I mean does it even matter that the bureaucrats ordering us what we're supposed to do with the capital don't have their names written on it?

They don't nominally own it, but determine every single thing surrounding it. A bureaucrat and his buddies choose when it is upgraded, replaced, destroyed, how it is used, when and what we produce, in what amounts, and so on. Great. Revolutionary.

How is that change? How is that progress?

Not only it's the same shit, it's the same asshole, too.

>This is precisely what Marx warned us against, with the mechanization making the execs even more powerful and the wokers more disposable and alienated.
This is the status quo.

>Don't act like in your technocracy they are separable.
They are. You're completely strawmanning at this point.

>That the people receiving the reward determine what this greater good is.
No, the people receiving the greater good decide what the reward is. It's the same way your capitalist boss profits off of your labor, and decides how much to compensate you for your labor, based on your performance and how much you benefited him. Even though your capitalist boss pockets the majority of the profit derived from your labor. You don't get to decide when to give yourself a raise.

>Stop pretending you don't create yet another upper class that ultimately determines which members are allowed in it, the society's values, what the poorfags must do, and everything else.
It's not unless they can disenfranchise everyone else. Capital is used to disenfranchise people as it is. Before then it was class, race, gender whatever.

In your awful dystopia, oh no people who don't have equal thinking genes don't get rewarded equally even though the results of their labor is different. Oh no. Lets bring back capital, so all those retarded rich kids can get by by just being rich capitalists.

>Or at least tell how it is made impossible.
Only that it's not as bad as that upper class being based on heredity and capital.

>And so is this merit of yours.
Yes, and? The point is, these things are social constructs in nature, not natural rights. One social construct can be substituted for another. To say a capitalist is entitled to the profit of the capital he owns is merely because of the social construct of private ownership. You can replace it with a different social construct, like a worker is entitled to a proportional portion of the profit derived from his labor based on merit.

>I mean does it even matter that the bureaucrats ordering us what we're supposed to do with the capital don't have their names written on it?
Yes, it gets rid of the capitalist class you don't interact with, that get rich by accumulating capital. If you work in a industry that requires multiple people, you're still going to have to interact with a manager of some sort.

In the current system, that boss is beholden to a smaller elite class of bosses of bosses, and so on and so on, until you reach the capitalist owners.

With socially owned capital, at some point those bosses are beholden to the will of society, and due to the bottom heavy distribution of common laborers verses managers, the majority decision making goes with the laborers, and the dividends that would otherwise line the pockets of some capitalist pig go back into society one way or another.

There's also the issue that privately owned businesses may act against the common good. If capital is socially owned, there's a mechanism to keep that in check. Those high up in the totem pole only stay there because they produce results good for society.

Are you really trying to argue
>i hate my boss and thats why im a marxist

>They don't nominally own it, but determine every single thing surrounding it. A bureaucrat and his buddies choose when it is upgraded, replaced, destroyed, how it is used, when and what we produce, in what amounts, and so on.
Yes, except majority worker voters can decide if they don't like how that works, they can come up with another system or get problem bosses replaced. As it is, your boss is not beholden to you in any way. With socially owned capital, he is at least nominally beholden to you and other workers. It at least improves balance of power between both parties, like unions try to get companies beholden to them.

>How is that change? How is that progress?
It puts greater good society at the top instead of extremely rich capitalists.
·····
* **What to work on**:
a: Answer from the forum debate:
(i) What class does social ownership get rid of, according to the reply that begins "Yes, it gets rid of"?
(ii) In the current system, who is the boss ultimately beholden to?
(iii) What does the last reply say social ownership puts at the top?
b: Render this sentence from the forum debate in Spanish: "If capital is socially owned, there's a mechanism to keep that in check."
c: Does each statement agree with the forum debate? Answer yes or no and quote the words that decide it.
(i) Under the current arrangement, the boss is beholden to the worker.
(ii) The improved balance of power is compared to what unions try to achieve.
(iii) Private ownership is described as a natural right.
The data that come next have no connection to the forum debate.
·····
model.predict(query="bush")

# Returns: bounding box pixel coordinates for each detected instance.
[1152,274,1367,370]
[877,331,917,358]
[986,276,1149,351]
·····
* **Answers to the exercise**:
a:
(i) The capitalist class you don't interact with, which gets rich by accumulating capital.
(ii) A smaller elite class of bosses of bosses, and so on, up to the capitalist owners.
(iii) Greater-good society, instead of extremely rich capitalists.

b: Si el capital es de propiedad social, existe un mecanismo para mantener eso bajo control.

c:
(i) No: "As it is, your boss is not beholden to you in any way."
(ii) Yes: "like unions try to get companies beholden to them."
(iii) No: "these things are social constructs in nature, not natural rights."